▶ **What you have to do**: Each line of the listing below must be retyped as given.

Supplied data START

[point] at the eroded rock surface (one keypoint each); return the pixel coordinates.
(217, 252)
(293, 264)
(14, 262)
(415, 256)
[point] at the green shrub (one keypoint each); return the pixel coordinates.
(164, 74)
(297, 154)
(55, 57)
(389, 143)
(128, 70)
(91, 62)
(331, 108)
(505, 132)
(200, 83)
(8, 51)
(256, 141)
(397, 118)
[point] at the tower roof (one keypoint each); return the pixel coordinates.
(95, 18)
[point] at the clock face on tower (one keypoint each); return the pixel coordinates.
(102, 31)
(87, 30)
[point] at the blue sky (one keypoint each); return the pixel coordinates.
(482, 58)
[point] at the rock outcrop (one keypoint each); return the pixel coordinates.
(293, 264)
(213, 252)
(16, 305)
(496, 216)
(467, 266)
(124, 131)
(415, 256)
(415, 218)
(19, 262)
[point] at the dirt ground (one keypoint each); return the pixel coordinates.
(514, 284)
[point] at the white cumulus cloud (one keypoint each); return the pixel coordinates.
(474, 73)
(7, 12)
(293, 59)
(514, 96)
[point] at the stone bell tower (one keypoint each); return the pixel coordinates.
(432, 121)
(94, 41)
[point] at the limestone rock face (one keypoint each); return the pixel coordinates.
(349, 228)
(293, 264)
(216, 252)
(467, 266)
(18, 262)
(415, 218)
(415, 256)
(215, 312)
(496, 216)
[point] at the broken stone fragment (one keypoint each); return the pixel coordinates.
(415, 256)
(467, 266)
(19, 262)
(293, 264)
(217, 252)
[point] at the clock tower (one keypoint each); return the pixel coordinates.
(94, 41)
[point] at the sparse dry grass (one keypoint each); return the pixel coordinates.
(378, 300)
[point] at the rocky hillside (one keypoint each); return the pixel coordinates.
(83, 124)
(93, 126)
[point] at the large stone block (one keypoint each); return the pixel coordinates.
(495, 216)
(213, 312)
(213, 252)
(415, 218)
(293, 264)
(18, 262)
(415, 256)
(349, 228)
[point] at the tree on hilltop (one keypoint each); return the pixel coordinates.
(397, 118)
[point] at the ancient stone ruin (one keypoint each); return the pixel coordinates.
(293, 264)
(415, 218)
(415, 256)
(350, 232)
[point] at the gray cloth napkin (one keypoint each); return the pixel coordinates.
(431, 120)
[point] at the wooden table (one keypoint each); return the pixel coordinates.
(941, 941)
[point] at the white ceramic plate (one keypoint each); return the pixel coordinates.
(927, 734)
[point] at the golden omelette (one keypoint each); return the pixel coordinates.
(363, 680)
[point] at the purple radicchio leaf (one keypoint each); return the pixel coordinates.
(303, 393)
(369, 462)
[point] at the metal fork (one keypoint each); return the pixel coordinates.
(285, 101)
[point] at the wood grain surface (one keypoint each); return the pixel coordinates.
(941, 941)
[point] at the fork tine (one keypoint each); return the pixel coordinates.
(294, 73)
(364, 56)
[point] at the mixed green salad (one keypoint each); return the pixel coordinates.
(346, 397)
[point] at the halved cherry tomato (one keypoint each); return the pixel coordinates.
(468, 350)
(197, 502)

Supplied data END

▶ **Task response**:
[point] at the eroded rock surface (one keypoint each); return the pixel coordinates.
(217, 252)
(293, 264)
(14, 262)
(415, 256)
[point] at the green shrub (one keypoint each); return the pixel coordinates.
(164, 74)
(297, 154)
(55, 57)
(389, 143)
(128, 70)
(91, 62)
(331, 108)
(505, 132)
(200, 83)
(8, 51)
(256, 141)
(397, 118)
[point] at the tower roof (one keypoint each); return the pixel coordinates.
(95, 18)
[point] at the clock face on tower (one keypoint each); return the pixel coordinates.
(102, 31)
(87, 30)
[point] at the blue sky (one keypoint each); return the pixel coordinates.
(482, 58)
[point] at the rock outcrop (one keypoint each); return the pixel coordinates.
(293, 264)
(213, 252)
(16, 305)
(496, 216)
(467, 266)
(124, 131)
(415, 256)
(415, 218)
(19, 262)
[point] at the dirt ground (one keypoint each); return the pixel coordinates.
(514, 284)
[point] at the white cumulus cloud (one keypoint each); return the pixel coordinates.
(474, 73)
(7, 12)
(293, 59)
(514, 96)
[point] at the stone bell tower (one keypoint each); return the pixel coordinates.
(432, 121)
(94, 41)
[point] at the limestone rock face (one keypoint each); return the pixel coordinates.
(349, 228)
(293, 264)
(216, 252)
(467, 266)
(18, 262)
(415, 218)
(415, 256)
(215, 312)
(496, 216)
[point] at the broken stone fragment (one keypoint each); return the pixel coordinates.
(415, 256)
(467, 266)
(19, 262)
(293, 264)
(217, 252)
[point] at the clock tower (one keypoint each); return the pixel coordinates.
(94, 41)
[point] at the sparse dry grass (one keypoint each); return the pixel coordinates.
(378, 300)
[point] at the rocky hillside (one keypoint each); return the pixel coordinates.
(83, 124)
(93, 126)
[point] at the large stone block (one keypoint each); return the pixel coordinates.
(495, 216)
(213, 312)
(213, 252)
(415, 218)
(293, 264)
(18, 262)
(415, 256)
(349, 228)
[point] at the tree on hilltop (one keypoint each); return the pixel coordinates.
(397, 118)
[point] at the ancient stone ruin (one keypoint each); return the pixel coordinates.
(293, 264)
(415, 218)
(415, 256)
(350, 232)
[point] at the gray cloth napkin (one keypoint each); return the pixel coordinates.
(431, 120)
[point] at the wooden table (one keypoint each); return the pixel coordinates.
(941, 941)
[point] at the white ceramic plate (one keypoint each); return the pixel coordinates.
(927, 734)
[point] at the golden omelette (one keypoint each); return the pixel coordinates.
(363, 680)
[point] at the purple radicchio leaf (one keypoint each); return the pixel coordinates.
(303, 393)
(369, 462)
[point] at the metal fork (one keypoint each); return the pixel coordinates.
(285, 101)
[point] at the wood grain surface (one keypoint each); return the pixel coordinates.
(941, 941)
[point] at the fork tine (one keypoint each); return the pixel coordinates.
(294, 73)
(364, 56)
[point] at the mixed green salad (one keypoint each); return the pixel coordinates.
(346, 397)
[point] at the halved cherry tomato (one keypoint each); return the pixel coordinates.
(468, 350)
(197, 502)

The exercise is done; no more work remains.